## Prompt:
The response should consist of every line below, restated exactly, with no pictures.
==========
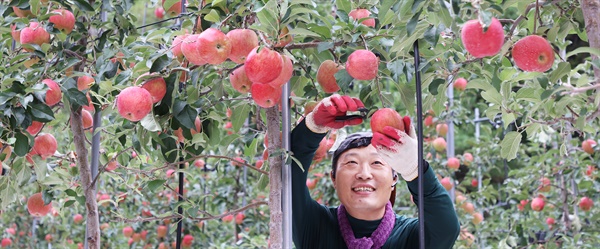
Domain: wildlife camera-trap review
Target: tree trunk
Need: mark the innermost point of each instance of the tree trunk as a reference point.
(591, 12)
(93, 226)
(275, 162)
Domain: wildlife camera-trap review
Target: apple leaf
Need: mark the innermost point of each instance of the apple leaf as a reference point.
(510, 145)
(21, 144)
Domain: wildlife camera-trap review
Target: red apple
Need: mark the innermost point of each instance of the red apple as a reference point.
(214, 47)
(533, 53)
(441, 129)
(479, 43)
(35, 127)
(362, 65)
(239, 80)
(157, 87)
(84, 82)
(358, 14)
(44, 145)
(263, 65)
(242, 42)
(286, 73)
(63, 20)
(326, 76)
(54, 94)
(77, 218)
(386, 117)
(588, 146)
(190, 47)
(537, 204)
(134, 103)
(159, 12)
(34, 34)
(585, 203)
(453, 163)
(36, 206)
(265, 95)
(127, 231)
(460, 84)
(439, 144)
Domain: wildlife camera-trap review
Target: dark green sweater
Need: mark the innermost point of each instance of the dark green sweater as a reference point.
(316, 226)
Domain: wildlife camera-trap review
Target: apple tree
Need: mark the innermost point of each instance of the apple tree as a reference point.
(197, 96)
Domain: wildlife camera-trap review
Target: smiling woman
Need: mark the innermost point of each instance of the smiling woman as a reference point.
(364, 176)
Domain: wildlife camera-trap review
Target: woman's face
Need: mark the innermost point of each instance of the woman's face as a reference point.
==========
## Completed task:
Domain: wildlife camera-trap review
Target: tree trunk
Need: mark the innermost point of each instance of the tree trunk as a reference point.
(591, 12)
(93, 226)
(275, 162)
Domain: wildlife camera-trap review
Target: apple leaf
Need: mark the innermost point of each instance of the apple leaf as a reference point.
(510, 145)
(21, 144)
Domain: wildlife camera-trap review
Target: red apple
Need: mark the innermost point of each instance of the red apple as a reference point.
(214, 47)
(533, 53)
(441, 129)
(479, 43)
(35, 127)
(362, 65)
(239, 80)
(157, 87)
(84, 82)
(358, 14)
(44, 145)
(263, 65)
(242, 42)
(286, 73)
(63, 20)
(326, 76)
(54, 94)
(77, 218)
(386, 117)
(588, 146)
(190, 47)
(537, 204)
(134, 103)
(159, 12)
(34, 34)
(585, 203)
(453, 163)
(36, 206)
(265, 95)
(127, 231)
(460, 84)
(439, 144)
Domain: wildlife camera-trap review
Target: dark green sweater
Need: mark the innermost point of each instance of the dark green sweater as a reference point.
(316, 226)
Domain: wildlife camera-trap review
Target: apple tree
Need: mark the innermost point of each instance of the apple tree as a reference point.
(197, 96)
Domain: wildlife camera-trap review
Target: smiling woman
Need: mark the innermost point of each instance of the smiling woman as a reference point.
(364, 176)
Domain: wildlife camera-trap review
Target: woman's face
Need: mark the innermost point of each instance of the woman's face as a reference point.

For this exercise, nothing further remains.